• _EXERCISE DIRECTIONS_
Carry on the passage about data visualization as a portrait of a concept, picking up right after its final sentence, and leave the listing below it aside.

• _TEXT PASSAGE_
#####

While contemplating how to condense five years of research on visualizations of multidimensional time into a poster and a five-minute talk, I had an interesting thought about what visualizations are.

Data visualization is the process of creating a portrayal of data that conveys the feeling of the concepts from which the data has sprung. Thus, a visualization of the sales figures of a company ought to not only contain as much information as would a tabulation of the data but also convey a holistic sense of the wellbeing of the company. Good data visualization is a “‍true‍” portrait of a concept.

We can contrast this with a “‍free‍” portrait of a concept, such as might be created by a liberal artist. These still try to provide an accurate depiction of the subject but do so without the constraint of conveying precise data. Sizes and colors can be adjusted for visual appeal, subjective elements may be added for which no numeric basis is provided, etc.

#####

• _DATA PROVIDED_
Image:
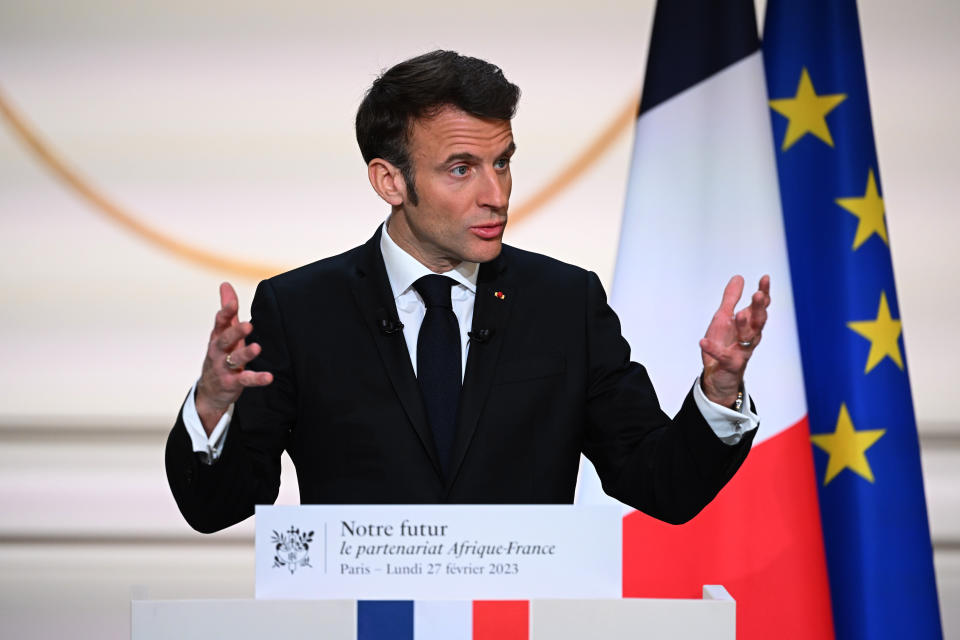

#####

• _EXERCISE RESPONSE_
But both remain portrayals, one artisan’s interpretation of the concept. A clear example of this can be found in biographies. Like visualizations, biographies are to be rooted in data; yet anyone who has read multiple biographies of the same person can attest that the resulting picture can vary greatly from author to author. Heroes and villains can both be painted from the same historic data.

It is easy to fool ourselves into thinking that in the “‍information age‍” the data we have give us a correct portrayal of truth. Anyone who has tried to convert truth into information knows otherwise. Any portrayal, be it true to the data or freely expressed, remains, in the end, a portrait of the artist.